## GIVEN REQUEST
Copy the lines from the first one through the line containing "M108 183L105 187L100", swapping "hand" for "arm" and leaving everything else as it is.

***** DATA LISTING *****

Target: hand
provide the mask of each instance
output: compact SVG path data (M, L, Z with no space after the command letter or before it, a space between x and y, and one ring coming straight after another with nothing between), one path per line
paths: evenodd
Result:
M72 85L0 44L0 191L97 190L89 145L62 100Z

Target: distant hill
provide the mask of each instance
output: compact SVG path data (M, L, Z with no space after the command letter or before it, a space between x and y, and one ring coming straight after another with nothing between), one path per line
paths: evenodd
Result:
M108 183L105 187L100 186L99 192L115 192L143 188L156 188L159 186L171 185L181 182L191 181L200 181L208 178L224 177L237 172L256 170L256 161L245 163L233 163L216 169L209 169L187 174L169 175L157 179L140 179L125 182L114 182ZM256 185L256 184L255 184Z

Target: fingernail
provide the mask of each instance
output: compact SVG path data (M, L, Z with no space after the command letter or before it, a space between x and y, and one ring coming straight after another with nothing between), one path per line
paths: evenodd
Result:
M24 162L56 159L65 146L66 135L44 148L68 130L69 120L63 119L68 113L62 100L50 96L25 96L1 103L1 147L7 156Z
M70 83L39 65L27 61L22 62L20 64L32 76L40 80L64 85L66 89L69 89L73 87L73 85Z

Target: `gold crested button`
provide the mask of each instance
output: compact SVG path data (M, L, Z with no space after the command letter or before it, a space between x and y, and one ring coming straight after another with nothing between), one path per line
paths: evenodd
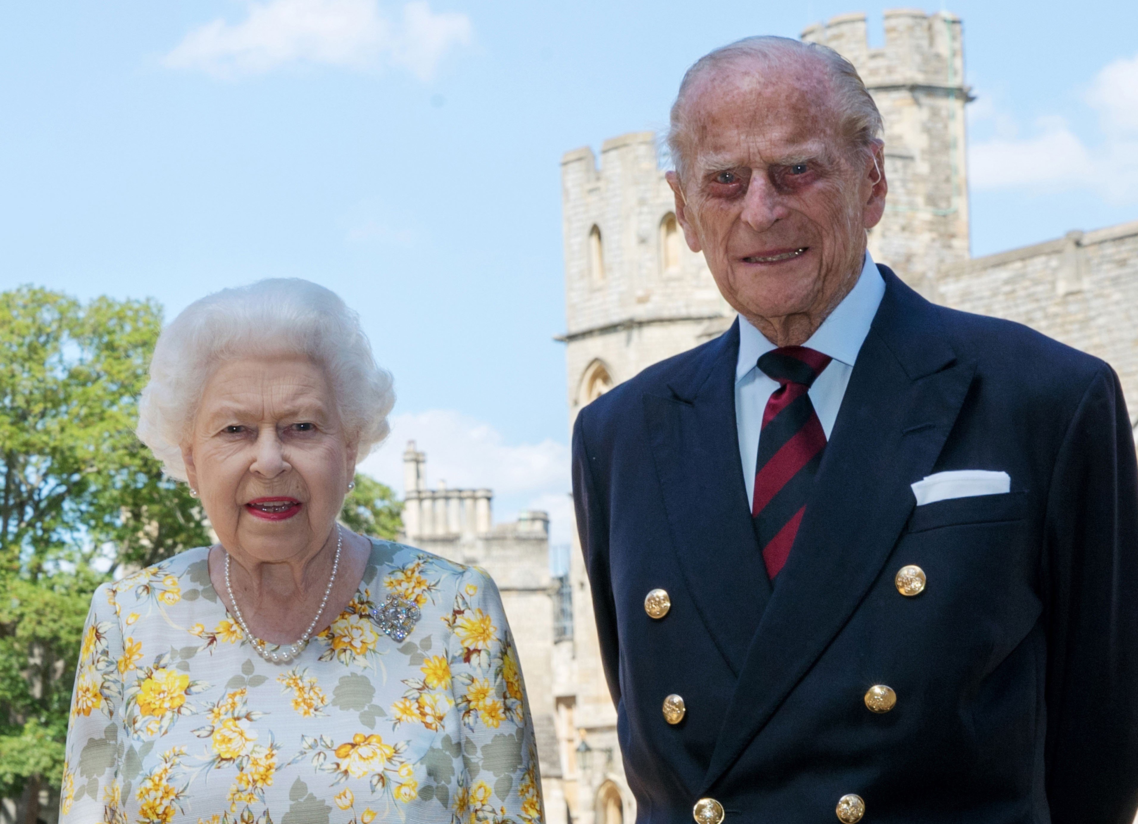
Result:
M897 577L893 578L893 583L897 584L897 591L906 598L920 595L924 592L924 570L913 565L901 567L897 570Z
M663 719L669 724L678 724L687 714L684 699L675 693L663 699Z
M874 684L865 693L865 706L874 712L888 712L897 706L897 693L884 684Z
M834 811L838 813L838 821L842 824L857 824L865 815L865 801L853 793L842 796L838 799L838 809Z
M692 817L696 824L720 824L723 822L723 805L714 798L701 798L692 808Z
M652 590L644 596L644 611L650 618L660 620L668 615L669 609L671 609L671 599L668 596L667 590Z

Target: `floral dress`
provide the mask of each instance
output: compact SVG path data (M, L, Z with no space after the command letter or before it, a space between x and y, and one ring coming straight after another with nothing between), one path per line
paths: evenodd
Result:
M218 600L207 555L96 591L63 824L542 822L518 653L486 572L376 541L348 607L274 665ZM377 618L390 596L418 620Z

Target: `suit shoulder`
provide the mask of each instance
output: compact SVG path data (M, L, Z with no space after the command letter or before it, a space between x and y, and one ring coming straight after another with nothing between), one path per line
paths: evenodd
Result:
M650 366L645 366L634 377L622 384L618 384L584 406L578 415L585 414L587 411L589 420L604 421L613 417L628 414L630 411L638 414L640 398L642 396L670 396L671 389L669 385L673 381L684 379L691 376L694 370L703 368L709 359L715 357L721 346L721 338L715 338L691 349L681 352L678 355L673 355Z
M1020 386L1036 385L1080 395L1099 374L1112 374L1106 361L1003 318L937 306L949 337L970 351L981 372Z

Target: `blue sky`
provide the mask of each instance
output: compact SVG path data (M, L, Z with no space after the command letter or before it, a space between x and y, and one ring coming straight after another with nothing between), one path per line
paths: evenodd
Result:
M707 8L710 6L710 8ZM973 254L1138 219L1138 5L967 1ZM559 159L659 129L684 68L849 2L0 7L0 288L337 290L399 393L368 468L568 535ZM929 7L927 10L938 10Z

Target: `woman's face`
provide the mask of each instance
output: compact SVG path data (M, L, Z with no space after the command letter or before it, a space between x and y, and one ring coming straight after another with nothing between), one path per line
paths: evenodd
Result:
M323 370L277 356L216 369L182 454L221 544L279 562L306 559L328 539L356 450Z

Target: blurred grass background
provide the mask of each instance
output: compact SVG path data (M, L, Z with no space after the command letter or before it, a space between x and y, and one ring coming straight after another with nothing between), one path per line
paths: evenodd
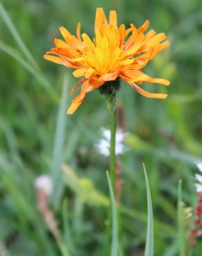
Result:
M194 161L202 158L202 2L201 0L4 0L0 8L0 250L3 256L59 255L39 213L34 180L51 175L54 209L68 251L66 255L109 255L104 248L109 159L95 145L109 127L103 96L89 93L71 116L66 115L77 80L42 57L61 37L64 26L75 33L78 21L93 37L96 7L118 11L119 23L145 19L165 32L171 47L144 71L172 82L166 100L149 100L122 83L118 102L129 133L120 158L124 181L120 215L122 255L143 255L147 197L142 163L153 200L155 255L178 255L177 187L194 206ZM5 22L6 21L6 22ZM19 32L21 40L16 35ZM30 53L33 56L31 57ZM65 164L62 168L62 164ZM64 173L63 173L64 172ZM201 246L201 247L200 247ZM193 255L200 255L199 243Z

*****

## SOLUTION FOR THIS PROBLEM
Target: arm
provide the mask of each instance
output: compact SVG path data (M, L, Z with no space after the command letter or before it, a space between x and y, and one ring coming straight after another with nothing between), one path per line
paths: evenodd
Result:
M72 85L0 44L0 191L97 190L89 145L62 100Z

Target: distant hill
provide the mask of each instance
output: compact SVG path data (M, L, Z with no space after the command letter or before it, a space between x and y, and one ring coming straight after another with nothing between), one path per line
paths: evenodd
Result:
M108 183L105 187L100 186L99 192L115 192L143 188L156 188L159 186L171 185L181 182L191 181L200 181L208 178L224 177L237 172L256 170L256 161L245 163L233 163L216 169L209 169L187 174L169 175L157 179L140 179L125 182L114 182ZM256 185L256 184L255 184Z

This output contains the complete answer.